(Extract to read)
What the TGA neglected to point out was that one third of the samples tested had, in fact, failed the United States Pharmacopoeia (USP) identity test for Ginkgo biloba (Test B) because they had ratios of flavonoid components that were consistent with adulteration, not natural variation (for more info, see here and here).
It is common knowledge that some Chinese suppliers of cheap Ginkgo use only a little genuine leaf extract and spike it with less expensive sources of flavonoids, such as rutin (from buckwheat). This tricks standard tests that looks only at the total amount of flavonoids, not the spectrum specific to ginkgo. The concept is not dissimilar to
the scandal about melamine being added to milk in China although, fortunately, the compounds used to adulterate ginkgo do not appear to be harmful.
Nevertheless, consumers unknowingly purchasing adulterated ginkgo products are being hoodwinked, sponsors of products who have sourced genuine (but more expensive) extracts of Ginkgo biloba are being disadvantaged and those responsible for supplying adulterated products are clearly engaged in deceptive and misleading conduct as defined in the Trade Practices Act, 1974.
Eleven months ago, on 21/10/2008, I submitted a Freedom of Information (FOI) request to the TGA. I said, “I wish to know if the TGA has ever tested Australian complementary medicines containing Ginkgo biloba for adulteration with added flavonol glycosides or aglycones such as rutin from buckwheat”.
On 04/12/2008 I received a telephone call from Dr David Briggs (then Head of the Office of Complementary Medicines, TGA). He said, “the TGA was looking into this matter”. Subsequently, I heard no more.
On 11/05/2009 I became aware that the TGA had found that a random sample of 20 Australian herbal products containing Ginkgo biloba had failed United States Pharmacopoeia (USP) Identification Test B.
On 13/05/2009 I telephoned the TGA to inquire why I had not been informed about these results. I was told to submit a new FOI request.
On 14/05/2009, I submitted another FOI, “From testing documents held by the TGA, I request the brand and sponsors names of the 20 products tested and the identification of those products that passed and those that failed USP Identification Test B”.
On 01/10/2009, I received a letter from the TGA refusing my FOI request on the grounds that the documents contained information that:
* could adversely effect business (of third parties) if disclosed;
* if disclosed could prejudice the future supply of information from industry.
I have written to relevant government Ministers (Butler and Ludwig) expressing my concern that the TGA had failed to properly balance the public interest for disclosure against commercial interests that support suppression.
This matter is now open for public debate.”
Croakey will send Dr Harvey’s article to the TGA’s media people and ask for a response. We will keep you posted.
Update…and here it is:
From a spokeswoman for the TGA:
“It is important to note first that the TGA has been provided with no evidence of significant safety matters related to Ginkgo products by Dr Harvey.
While presented as a consumer interest matter, this issue appears to have been raised to allow certain companies to attempt to gain a commercial advantage by claiming other products are not meeting standards that are not
actually part of Australian regulatory requirements.
The reasons the TGA is not releasing the information requested under FOI to Dr Harvey include the facts that:
1) no products breached applicable Australian standards at the time of testing,
2) exemptions apply under the FOI Act that exclude the documents from release as there is the potential for damage to occur to the legitimate interests of third parties, and
3) to release the information to Dr Harvey may be detrimental to the public interest by discouraging future cooperation with TGA testing programs aimed at raising standards of therapeutic products available to the Australian people.
The TGA has released information on its website about Ginkgo and TGA’s ongoing work on this issue.
In order to ensure that the Australian public continues to have access to the highest quality Ginkgo products the TGA is working with its expert scientific advisory committees to clarify appropriate Australian requirements for the composition of Ginkgo products so that there is no ongoing confusion about this matter.”
(End Extract to read)
(Available data)
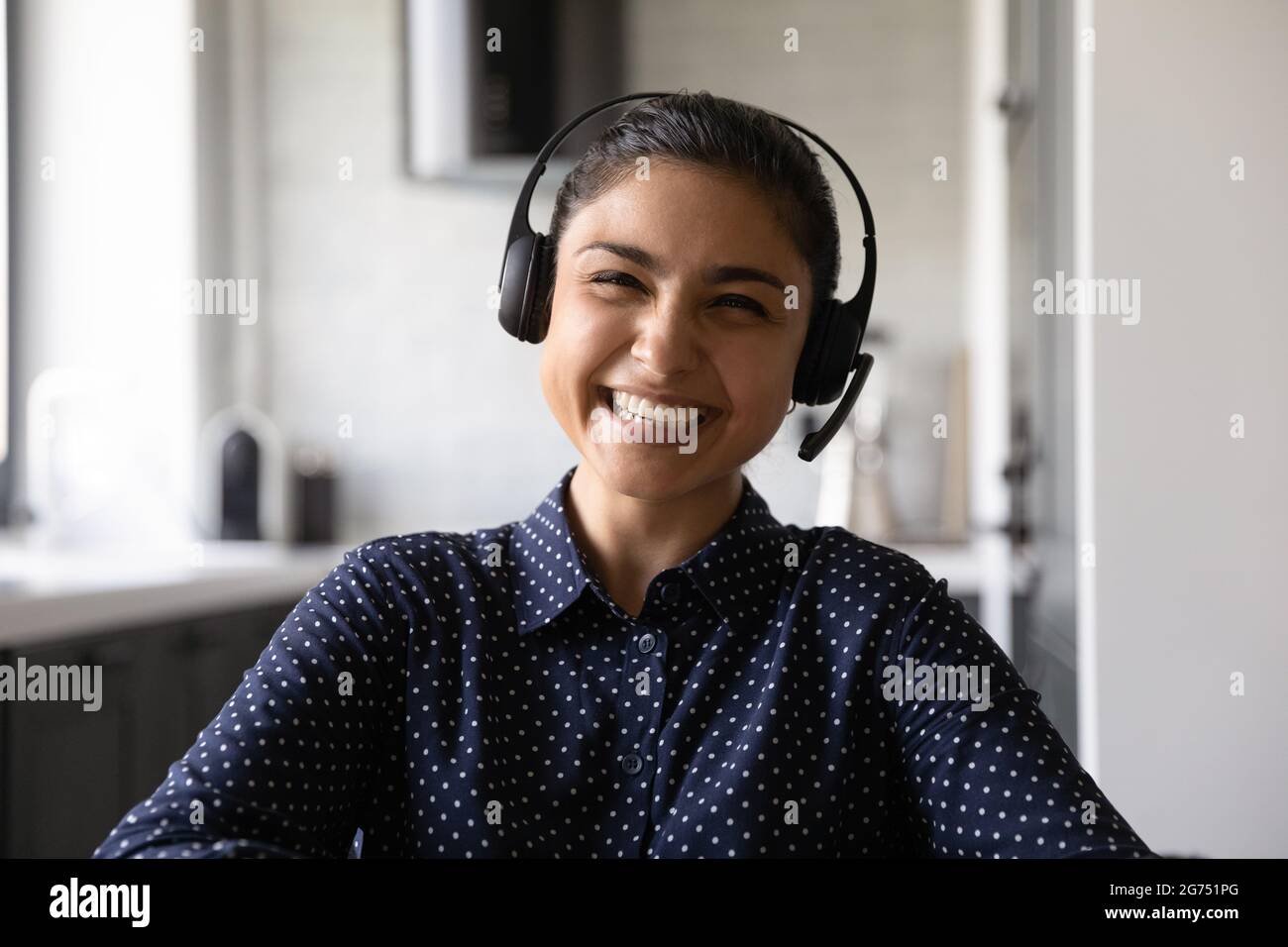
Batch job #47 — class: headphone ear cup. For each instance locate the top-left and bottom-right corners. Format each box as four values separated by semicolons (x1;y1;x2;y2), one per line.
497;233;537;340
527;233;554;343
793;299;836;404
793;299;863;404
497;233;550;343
(End Available data)
- Requirement 1:
Decide whether each statement agrees with the text on Ginkgo testing. For each, answer yes or no and quote the words of the text that decide it.
(a) The writer's first FOI request to the TGA was submitted on 21/10/2008.
(b) The compounds used to adulterate ginkgo appear to be harmful.
(c) The TGA spokeswoman stated that some products breached Australian standards.
- Requirement 2:
Summarize the text on Ginkgo testing in three sentences.
- Requirement 3:
According to the text on Ginkgo testing, who telephoned the writer on 04/12/2008?
The material has no connection to the text on Ginkgo testing.

- Expected answer 1:
(a) Yes: "Eleven months ago, on 21/10/2008, I submitted a Freedom of Information (FOI) request to the TGA."
(b) No: "the compounds used to adulterate ginkgo do not appear to be harmful."
(c) No: "no products breached applicable Australian standards at the time of testing"

- Expected answer 2:
Some Chinese suppliers of cheap Ginkgo spike a little genuine leaf extract with less expensive flavonoids such as rutin, which tricks tests that look only at total flavonoids, and the writer states that one third of the samples the TGA tested failed the USP identity test for Ginkgo biloba. The TGA refused the writer's FOI request for the brand and sponsor names of the tested products and their results, on the grounds that disclosure could adversely affect third-party business and prejudice the future supply of information from industry. A TGA spokeswoman replied that no products breached applicable Australian standards at the time of testing and that the TGA is working with its expert scientific advisory committees to clarify Australian requirements for Ginkgo products.

- Expected answer 3:
Dr David Briggs, then Head of the Office of Complementary Medicines, TGA.